Trecho:
----
A democracia que queríamos, nós da esquerda, era, sobretudo, uma democracia participativa na qual a representação expressasse os anseios da maioria da população com relação a um sistema de poder descentralizado e transparente, favorecendo a inclusão social, a igualdade de acesso aos bens coletivos e a liberdade de expressão. Mas o regime democrático que conhecemos e que foi construído desde 1984, quando se realizaram pela primeira vez eleições livres no país, marcando o fim do período ditatorial, não responde a estas características ambicionadas pela esquerda democrática. Aos poucos, foi se restabelecendo os velhos mecanismos da democracia oligárquica pela qual os direitos de representação das elites não estão articulados com os direitos de participação da população em geral, sobretudo as parcelas mais desassistidas, no que diz respeito as decisões relativas ao exercício pleno da cidadania. Assim, há em curso o desmanche de uma democracia que queríamos que fosse ampla e inclusiva.
----
Registros fornecidos:

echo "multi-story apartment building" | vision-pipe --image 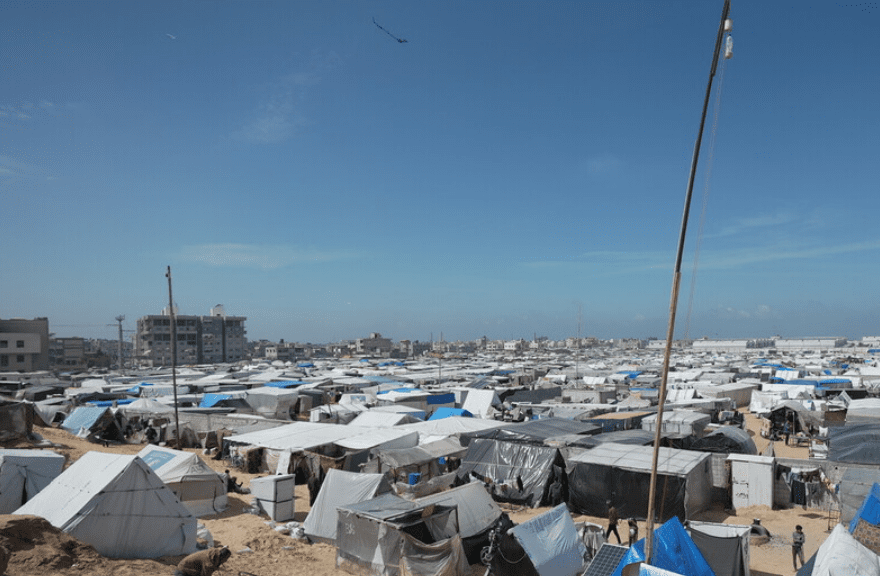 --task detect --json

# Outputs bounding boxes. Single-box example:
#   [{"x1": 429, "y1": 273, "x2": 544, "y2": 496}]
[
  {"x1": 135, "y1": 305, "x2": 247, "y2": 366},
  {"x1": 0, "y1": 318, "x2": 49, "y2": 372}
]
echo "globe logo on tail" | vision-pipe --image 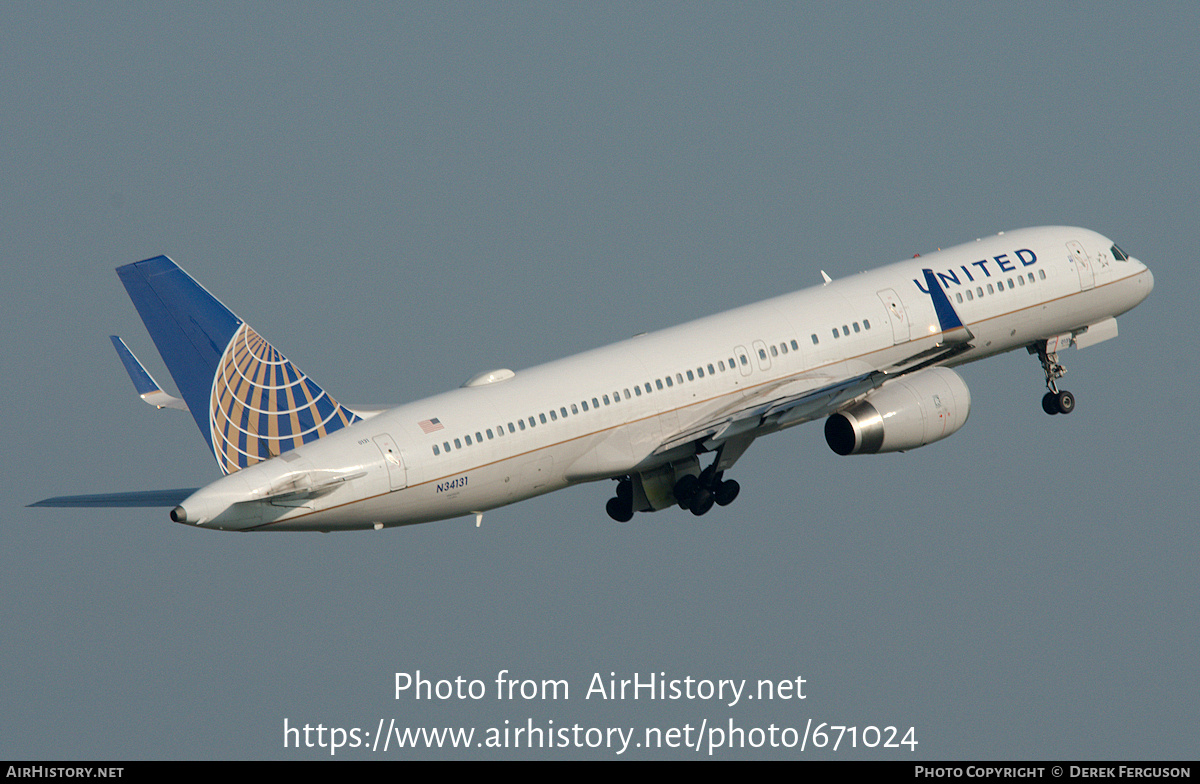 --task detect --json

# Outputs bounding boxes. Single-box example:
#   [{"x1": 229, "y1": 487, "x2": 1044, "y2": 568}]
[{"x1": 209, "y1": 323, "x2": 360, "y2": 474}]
----
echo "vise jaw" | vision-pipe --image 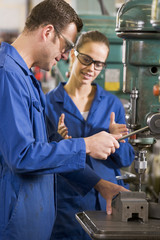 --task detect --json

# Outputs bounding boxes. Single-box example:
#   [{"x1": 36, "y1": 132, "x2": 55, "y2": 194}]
----
Enunciado:
Responda, com base no trecho, às perguntas abaixo.
(a) Que tipo de democracia a esquerda queria, sobretudo?
(b) Desde que ano foi construído o regime democrático que conhecemos?
(c) Que mecanismos foram, aos poucos, se restabelecendo?

Resposta redigida:
(a) Uma democracia participativa.
(b) Desde 1984.
(c) Os velhos mecanismos da democracia oligárquica.